-------- Text segment --------

March 21, 2012
Fifty feet to walk is too far. There are customers who’ll motor all over the parking lot in search of a space closer to the store entrance than that. They’ll waste ten minutes, half a gallon of gas and countless amps of nervous energy to save themselves perhaps a couple dozen extra steps.
The same hogs pounce on those electric shopping carts and spend an hour or so zipping in and out the aisles at Walmart. Not the genuinely impaired, and, admittedly, disabilities aren’t always easily detectable, so obviously not those guys. But the selfish act of individuals with zero need for in-store transportation denies a real handicapped person the ride. Finished with their purchases, they’ll even abandon that scooter somewhere out in the parking lot. These are the reprehensible ones - the fat ‘n’ lazy.
Which leads me to ponder how disgustingly lethargic we’ve become. Drive-in movies and restaurants, drive-thru weddings and funerals. Not only can’t we be bothered to take a few healthy steps indoors or out, it seems we find it too strenuous to even twist our wrists.
Why wiggle that toothbrush up and down over your pearly whites when you can simply hold a battery-driven one there and press a button. Not yet invented is a hands-free version that’ll roam all over your mouth.
Toothpaste? Don’t bother unscrewing the cap – it’s one of those modern ones where you can just flip the top open with a fingernail. Saves a few turns. They make those same easy-open caps for bottles of sauce, condiments etc. Even sticking out your tongue is too demanding, so we have self-stick stamps and envelopes.
In all the above cases the amount of effort saved is absolutely minimal. Like with the electric pencil sharpener. It spares you three, maybe four, slight movements of thumb and forefinger, all that was necessary with the original pocket sharpeners. Now just poke the pencil in.
Not to put too fine a point on it - how lazy have we become!
Too comatose to stir your morning joe? Ten bucks buys you a mug that stirs itself. Not to forget the beer helmet that holds two cans on your head as you guzzle away through the plastic tube, thereby freeing your hands to do... nothing, of course. What else if you’re too bone idle to even hold a beer can!
We’re a nation of drones and dronettes, barely able to move, except to reach for the remote. And for some even that’s too demanding. Like my former squeeze Annie. She would wave a limp hand in the vague direction of whatever object lay just out of easy reach and beckon her imaginary Filipino houseboy with a faint and plaintive wail:” Ramon!” An ashtray, the wine bottle, whatever. This “Ramon” was supposed to fetch and deliver it the few paces unto her person.

-------- Given material --------

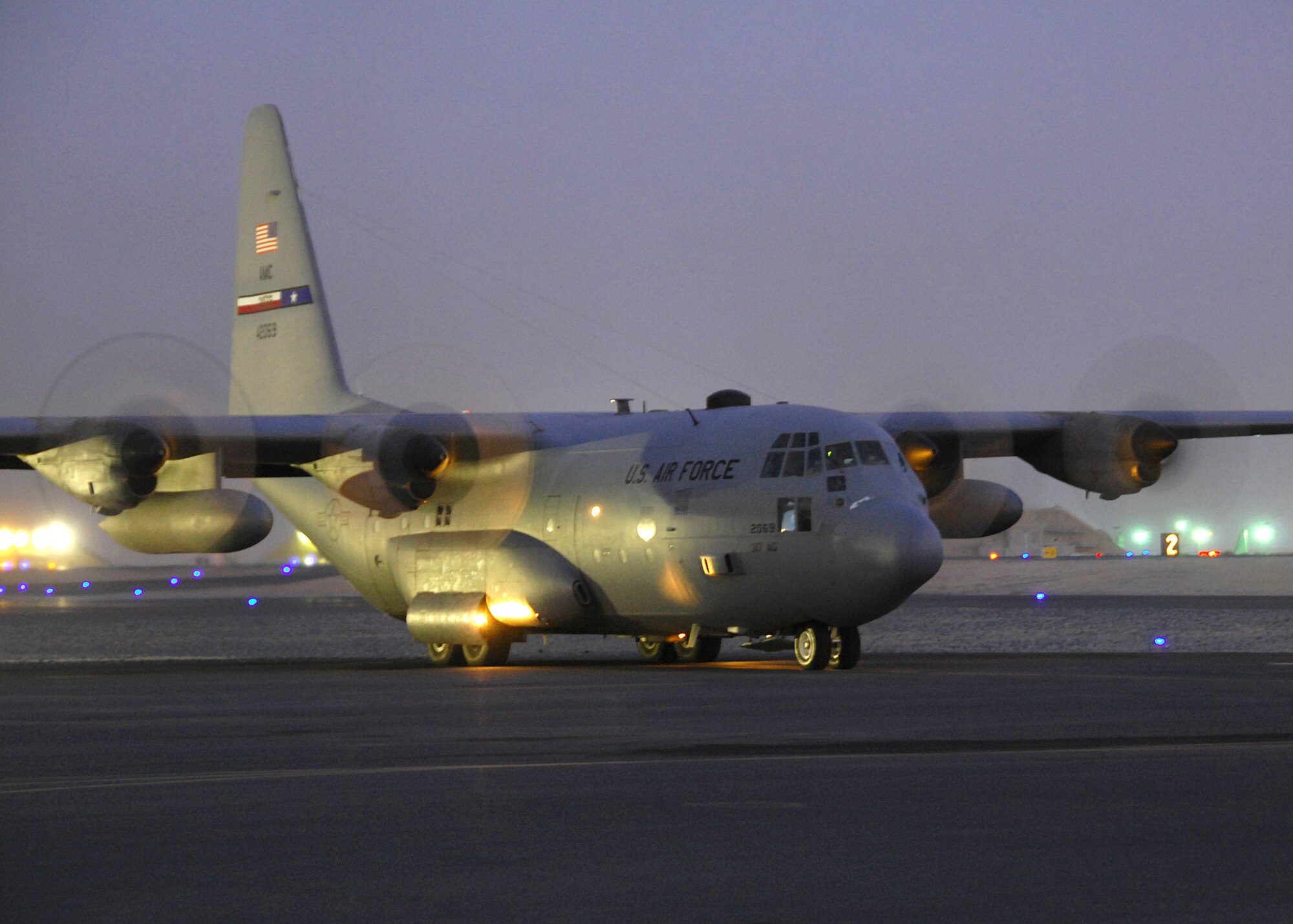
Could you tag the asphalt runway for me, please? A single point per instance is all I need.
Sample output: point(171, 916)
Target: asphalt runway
point(920, 787)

--------

Requirements:
(a) Answer these about the piece on laziness:
(i) What does the text say ten bucks will buy?
(ii) How many cans does the beer helmet hold?
(iii) What name did Annie call out for her imaginary houseboy?
(b) Write out the passage of the piece on laziness word for word, starting at the words "Which leads me" and ending after "stamps and envelopes.".
The material that comes after the text is a separate item.

Answers to the exercises:
(a)
(i) A mug that stirs itself.
(ii) Two.
(iii) Ramon.

(b)
Which leads me to ponder how disgustingly lethargic we’ve become. Drive-in movies and restaurants, drive-thru weddings and funerals. Not only can’t we be bothered to take a few healthy steps indoors or out, it seems we find it too strenuous to even twist our wrists.
Why wiggle that toothbrush up and down over your pearly whites when you can simply hold a battery-driven one there and press a button. Not yet invented is a hands-free version that’ll roam all over your mouth.
Toothpaste? Don’t bother unscrewing the cap – it’s one of those modern ones where you can just flip the top open with a fingernail. Saves a few turns. They make those same easy-open caps for bottles of sauce, condiments etc. Even sticking out your tongue is too demanding, so we have self-stick stamps and envelopes.